== Recorded information ==
* Begin *

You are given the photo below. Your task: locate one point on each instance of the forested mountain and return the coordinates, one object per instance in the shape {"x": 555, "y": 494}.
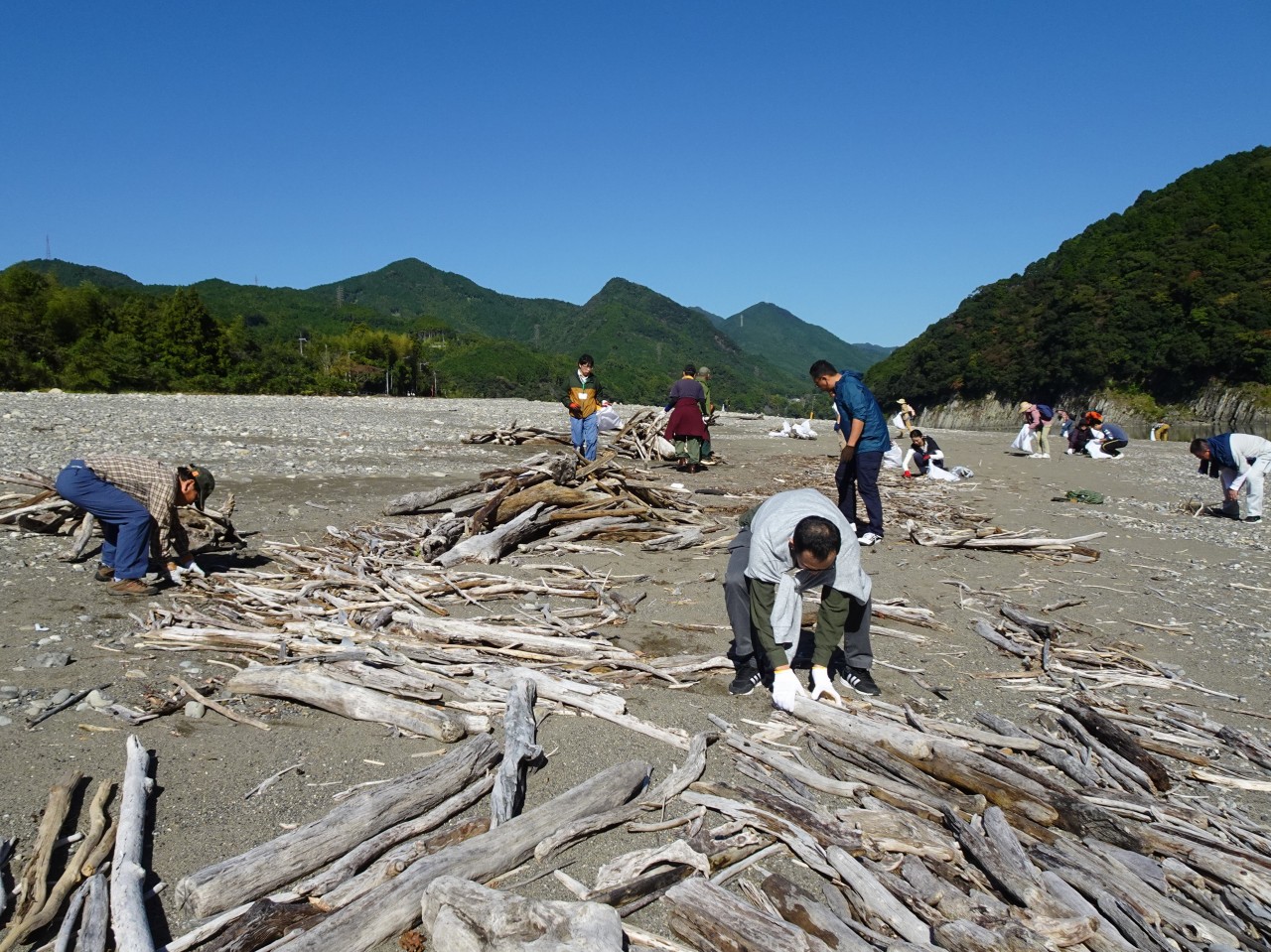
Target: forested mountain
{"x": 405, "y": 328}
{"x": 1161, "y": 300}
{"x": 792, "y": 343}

* End *
* Begin *

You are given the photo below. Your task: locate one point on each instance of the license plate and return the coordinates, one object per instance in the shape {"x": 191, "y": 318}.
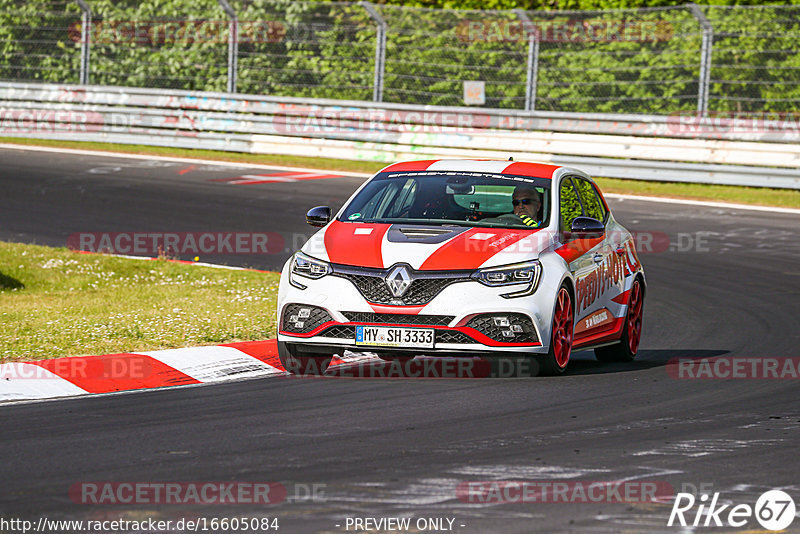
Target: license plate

* End *
* Begin *

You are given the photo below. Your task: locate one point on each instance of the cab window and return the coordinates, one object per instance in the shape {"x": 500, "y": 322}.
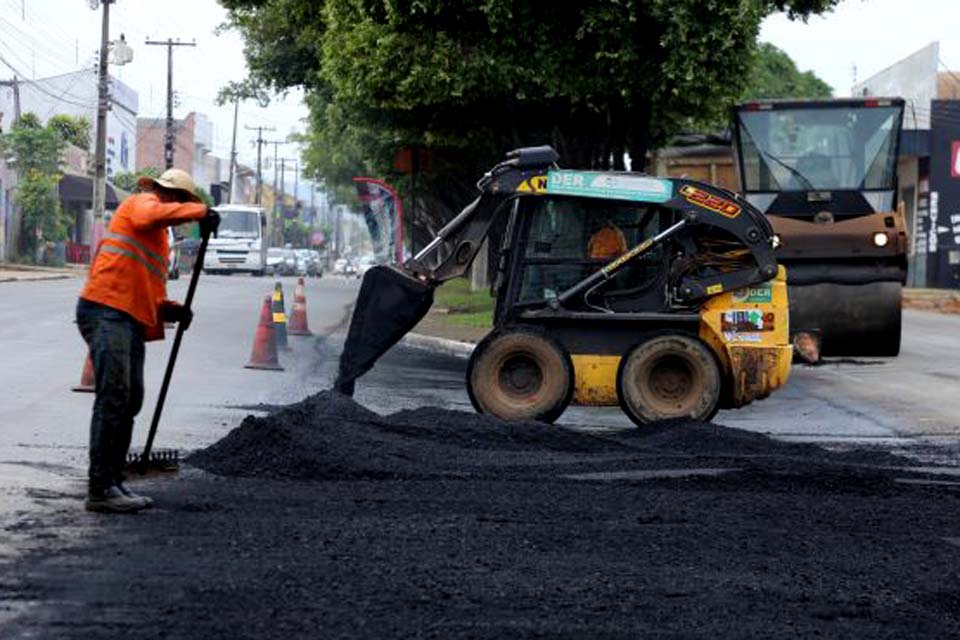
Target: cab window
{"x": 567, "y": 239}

* End *

== Task directions ==
Please convert everything from the line containing "of the license" down to the line containing "Target: license plate", both included, into a JSON list of strings with one string per line. Skip blank lines and leave the pictures out.

== Solved exercise ==
[
  "You are given the photo below. Your task: locate one point on each instance of the license plate and return the coordinates, one object per instance in the shape {\"x\": 191, \"y\": 318}.",
  "Target: license plate"
]